— BEGIN Task material —

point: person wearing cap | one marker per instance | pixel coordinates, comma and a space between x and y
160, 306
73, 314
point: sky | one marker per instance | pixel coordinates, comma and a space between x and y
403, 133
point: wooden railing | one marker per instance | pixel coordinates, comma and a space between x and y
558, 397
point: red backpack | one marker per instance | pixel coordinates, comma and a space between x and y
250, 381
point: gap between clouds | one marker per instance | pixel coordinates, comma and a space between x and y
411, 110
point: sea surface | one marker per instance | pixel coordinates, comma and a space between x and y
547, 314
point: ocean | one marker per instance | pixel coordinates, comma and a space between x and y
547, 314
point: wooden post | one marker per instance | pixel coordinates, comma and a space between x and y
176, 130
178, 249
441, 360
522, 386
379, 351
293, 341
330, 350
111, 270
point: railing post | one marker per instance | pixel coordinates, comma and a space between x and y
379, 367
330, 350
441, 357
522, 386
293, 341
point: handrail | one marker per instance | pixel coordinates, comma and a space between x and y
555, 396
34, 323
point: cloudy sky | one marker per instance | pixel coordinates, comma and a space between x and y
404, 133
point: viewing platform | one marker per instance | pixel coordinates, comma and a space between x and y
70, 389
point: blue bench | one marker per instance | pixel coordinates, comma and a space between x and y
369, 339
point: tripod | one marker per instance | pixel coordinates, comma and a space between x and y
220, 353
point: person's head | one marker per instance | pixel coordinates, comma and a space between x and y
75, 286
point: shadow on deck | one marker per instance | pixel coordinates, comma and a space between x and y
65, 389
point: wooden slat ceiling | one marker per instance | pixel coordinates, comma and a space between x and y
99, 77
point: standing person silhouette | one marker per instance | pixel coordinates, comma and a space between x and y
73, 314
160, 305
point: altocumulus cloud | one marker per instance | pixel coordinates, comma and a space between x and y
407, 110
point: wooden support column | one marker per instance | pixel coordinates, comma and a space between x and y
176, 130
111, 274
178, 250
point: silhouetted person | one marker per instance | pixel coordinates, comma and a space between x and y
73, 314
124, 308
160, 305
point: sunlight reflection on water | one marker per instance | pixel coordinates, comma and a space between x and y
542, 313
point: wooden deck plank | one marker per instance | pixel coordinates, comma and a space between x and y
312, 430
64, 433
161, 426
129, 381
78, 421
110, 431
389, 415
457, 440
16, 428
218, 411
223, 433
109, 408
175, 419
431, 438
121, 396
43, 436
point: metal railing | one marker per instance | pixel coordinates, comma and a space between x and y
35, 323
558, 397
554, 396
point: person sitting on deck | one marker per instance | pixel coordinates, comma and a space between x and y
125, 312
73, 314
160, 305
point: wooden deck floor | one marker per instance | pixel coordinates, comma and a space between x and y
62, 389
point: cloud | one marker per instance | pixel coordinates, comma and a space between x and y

— END Task material —

# The request
Copy out the whole listing, exactly as written.

# Result of this task
point: person wearing cap | one marker per instance | pixel coordinates, comma and a space between x and y
160, 306
73, 314
point: sky | one marker per instance | pixel coordinates, comma and a space between x and y
403, 133
point: wooden railing | one marker per instance | pixel coordinates, comma and a space between x and y
558, 397
point: red backpack | one marker per instance | pixel coordinates, comma and a space between x and y
250, 381
point: gap between clouds | one marker per instance | pixel coordinates, comma and a space between x and y
411, 110
point: sea surface | one marker per instance | pixel coordinates, comma and a space between x and y
547, 314
point: ocean | one marker per instance | pixel coordinates, comma and a space between x and y
547, 314
point: wooden post | one marker per instance | pixel coordinates, comma and a space between x and y
176, 130
178, 249
441, 360
522, 386
379, 351
293, 341
330, 350
111, 270
point: railing post | one marker per instance | pixel coordinates, comma and a space between x and y
379, 367
330, 350
441, 357
522, 386
293, 341
point: handrail | one marker per instance | pixel coordinates, comma and a space between x and y
555, 396
34, 323
point: cloudy sky | one marker per instance | pixel coordinates, comma and a space between x and y
404, 133
point: viewing platform | one marker per instance | pixel coordinates, comma and a space between x and y
70, 389
point: blue bench | one marker per instance | pixel coordinates, comma and a space between x and y
369, 339
point: tripod | one marker per instance | pixel coordinates, comma and a space between x and y
220, 353
point: person's head | one marker per instance | pixel coordinates, comma and a space between x and y
75, 286
point: shadow on deck | one marker per instance | pixel coordinates, comma and a space between x and y
65, 389
point: wooden slat ceiling | one marker per instance | pixel coordinates, comma and a space between x and y
99, 77
point: standing person silhouette | one marker per instance | pixel coordinates, comma and a space between x and y
73, 314
160, 305
point: altocumulus cloud | one marker per instance | pixel coordinates, comma and a space between x and y
407, 110
point: wooden support column | one marker per instance | pixel coordinates, comma and a space between x and y
176, 130
111, 274
178, 250
point: silhouetted person | one marker per instance | pixel coordinates, comma and a space between x and y
73, 314
124, 308
160, 305
point: sunlight reflection on water | one marker per instance | pixel coordinates, comma and a space between x and y
542, 313
point: wooden deck plank | one marker per instance | pixel coordinates, comma and a space between x and y
312, 430
64, 433
161, 426
129, 381
78, 421
110, 431
389, 415
457, 440
16, 428
218, 411
223, 433
109, 408
175, 419
431, 438
121, 396
43, 436
point: metal railing | one marker per instance | pixel coordinates, comma and a space between x and y
35, 323
558, 397
554, 396
point: person sitting on deck | one marker per instance | pixel coordinates, comma and a space between x and y
125, 312
73, 314
160, 305
point: wooden deck floor | one marker per instance | pixel coordinates, comma and a space between x and y
62, 389
point: cloud | one marker per instance | pixel coordinates, comma and a space between x and y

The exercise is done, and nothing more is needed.